Extract provided
I was running without your followup patches (must have used the wrong 
bits from my git stash), so those results are bogus, but in a good way.

After fixing that goof, I'm seeing consistent improvements with your set 
of 4 patches and the fix for the wrong return code.  Across the suite, 
~140M fewer branches, not huge, but definitely not in the noise.

So, time to dig into the implementation :-)

Jeff

ps.  In case you're curious about the noise, it's primarily address hashing.
diff mbox

Patch

From b9b6155099d81b5ee6322e8bba2e3ba5d4f00b6e Mon Sep 17 00:00:00 2001
From: Sebastian Pop <sebpop@gmail.com>
Date: Sun, 23 Nov 2014 10:52:11 -0600
Subject: [PATCH 4/4] make copied region single entry and remove last condition
 stmt

---
 gcc/tree-cfg.c              |   2 +-
 gcc/tree-cfg.h              |   1 +
 gcc/tree-ssa-threadupdate.c | 151 +++++++++++++++++++++++++++++++++++++++++++-
 3 files changed, 151 insertions(+), 3 deletions(-)

Challenges
(a) Answer these questions using the patch excerpt:
(i) Across the suite, about how many fewer branches were observed?
(ii) What does Jeff say is the main source of the noise?
(iii) How many files does the patch change?
(b) For each statement, decide whether it agrees with the patch excerpt, and support each answer by quoting the words that settle it:
(i) The improvements were seen with the set of 4 patches plus the fix for the wrong return code.
(ii) The patch changes five files.
(iii) The patch is dated December 2014.
(c) Write out the patch excerpt again exactly, from "After fixing that" up to and including "the implementation :-)".
The listing that comes next is separate material and has no connection to the patch excerpt.

Dataset extract
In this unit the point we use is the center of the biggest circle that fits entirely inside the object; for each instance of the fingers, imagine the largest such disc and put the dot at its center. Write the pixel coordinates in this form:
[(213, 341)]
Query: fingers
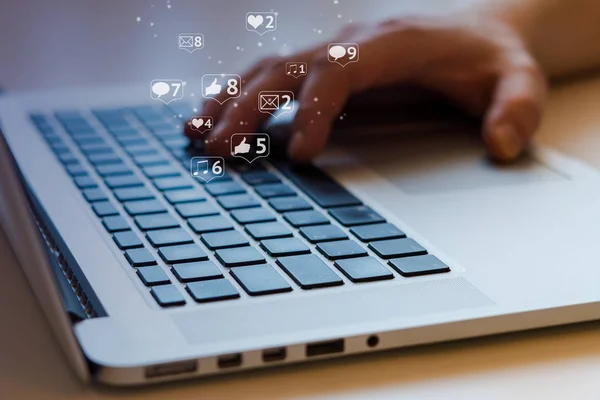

Responses
(a)
(i) About 140M fewer branches.
(ii) Address hashing.
(iii) Three files.

(b)
(i) Yes: "I'm seeing consistent improvements with your set of 4 patches and the fix for the wrong return code"
(ii) No: "3 files changed, 151 insertions(+), 3 deletions(-)"
(iii) No: "Date: Sun, 23 Nov 2014 10:52:11 -0600"

(c)
After fixing that goof, I'm seeing consistent improvements with your set 
of 4 patches and the fix for the wrong return code.  Across the suite, 
~140M fewer branches, not huge, but definitely not in the noise.

So, time to dig into the implementation :-)